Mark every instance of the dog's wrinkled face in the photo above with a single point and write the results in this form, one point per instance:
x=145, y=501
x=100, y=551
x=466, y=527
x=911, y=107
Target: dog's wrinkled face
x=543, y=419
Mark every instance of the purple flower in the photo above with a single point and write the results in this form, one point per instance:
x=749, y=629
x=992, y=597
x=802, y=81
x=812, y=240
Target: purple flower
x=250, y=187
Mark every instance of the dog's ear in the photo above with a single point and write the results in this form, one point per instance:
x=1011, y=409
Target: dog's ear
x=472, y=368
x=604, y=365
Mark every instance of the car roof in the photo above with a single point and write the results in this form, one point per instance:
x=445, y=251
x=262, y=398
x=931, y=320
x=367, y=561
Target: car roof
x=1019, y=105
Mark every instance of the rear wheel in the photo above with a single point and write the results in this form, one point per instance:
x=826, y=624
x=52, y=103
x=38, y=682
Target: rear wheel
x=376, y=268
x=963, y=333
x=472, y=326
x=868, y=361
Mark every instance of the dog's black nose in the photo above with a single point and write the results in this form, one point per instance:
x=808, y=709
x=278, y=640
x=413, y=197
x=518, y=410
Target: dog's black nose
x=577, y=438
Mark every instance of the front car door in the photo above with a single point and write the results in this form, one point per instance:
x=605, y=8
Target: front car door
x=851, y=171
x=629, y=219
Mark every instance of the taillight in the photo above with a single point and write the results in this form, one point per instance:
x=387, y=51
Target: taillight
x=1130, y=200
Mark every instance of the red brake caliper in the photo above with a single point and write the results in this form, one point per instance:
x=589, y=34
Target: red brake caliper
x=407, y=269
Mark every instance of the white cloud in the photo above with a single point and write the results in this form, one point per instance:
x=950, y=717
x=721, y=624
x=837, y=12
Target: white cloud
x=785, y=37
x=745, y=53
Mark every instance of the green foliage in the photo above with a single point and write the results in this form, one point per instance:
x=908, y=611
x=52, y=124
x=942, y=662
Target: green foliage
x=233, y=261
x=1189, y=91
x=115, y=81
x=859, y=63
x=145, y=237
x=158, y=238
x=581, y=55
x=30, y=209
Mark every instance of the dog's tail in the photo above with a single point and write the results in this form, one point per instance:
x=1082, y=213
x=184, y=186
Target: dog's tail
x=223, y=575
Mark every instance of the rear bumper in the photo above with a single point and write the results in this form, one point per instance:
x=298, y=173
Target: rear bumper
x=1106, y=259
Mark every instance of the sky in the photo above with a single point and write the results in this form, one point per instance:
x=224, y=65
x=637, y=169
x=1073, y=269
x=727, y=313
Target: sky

◆ ◆ ◆ ◆ ◆

## AIM OF THE TASK
A complete, exact copy of the material is the expected answer.

## RESPONSE TO THIS EXERCISE
Mark every instance of the dog's wrinkled face in the photo above with a single point and write the results in this form, one point per instance:
x=145, y=501
x=100, y=551
x=466, y=527
x=911, y=107
Target: dog's wrinkled face
x=543, y=419
Mark every instance of the purple flower in the photo above with a single point and write the results in this form, one point per instance:
x=749, y=629
x=992, y=597
x=802, y=81
x=812, y=240
Target: purple flower
x=250, y=187
Mark every instance of the dog's ear in the photo above with a single point and write the results in this form, one point per instance:
x=1011, y=409
Target: dog's ear
x=472, y=368
x=604, y=365
Mark every instance of the car roof in the photo above with a single point and write the results in this form, one point per instance:
x=445, y=251
x=262, y=398
x=931, y=320
x=367, y=561
Target: car roof
x=1019, y=105
Mark every instance of the rear wheel in the photo above with a single point and write the results in this form, one point per instance:
x=826, y=624
x=52, y=103
x=38, y=682
Target: rear wheel
x=376, y=268
x=963, y=333
x=472, y=326
x=868, y=361
Mark every instance of the dog's black nose in the photo above with a single point and write the results in this form, one point per instance:
x=808, y=709
x=278, y=640
x=413, y=197
x=518, y=410
Target: dog's black nose
x=577, y=438
Mark every instance of the front car door in the photo above with a single point and write the results in this form, one point per instance:
x=605, y=8
Target: front car door
x=851, y=171
x=629, y=219
Mark every instance of the taillight in the photo above with a single point and write the results in this form, one point per instance:
x=387, y=51
Target: taillight
x=1130, y=200
Mark every instance of the red brake caliper in the photo above with a single point and write the results in this form, one point per instance:
x=589, y=34
Target: red brake caliper
x=407, y=269
Mark every instance of the white cloud in the photo above with a single point and write the results in this form, one point per instance:
x=950, y=717
x=721, y=624
x=837, y=12
Target: white cloud
x=785, y=37
x=745, y=53
Mark every instance of the green foliage in the photo above with a single point and write the results in this form, one point per instance:
x=908, y=611
x=52, y=124
x=942, y=662
Target: green foliage
x=233, y=261
x=1189, y=91
x=115, y=81
x=859, y=63
x=145, y=237
x=158, y=238
x=581, y=55
x=30, y=209
Mark every instance of the dog's tail in the photo above with a single point and write the results in this form, one point per instance:
x=1082, y=213
x=184, y=186
Target: dog's tail
x=223, y=575
Mark every instance of the rear bumper in the photo above with a single point and write the results in this form, one point per instance:
x=298, y=173
Target: rear bumper
x=1106, y=259
Mark every instance of the sky in the photo above with a single point and write the results in this form, one point per instance:
x=224, y=65
x=637, y=169
x=1073, y=269
x=727, y=313
Target: sky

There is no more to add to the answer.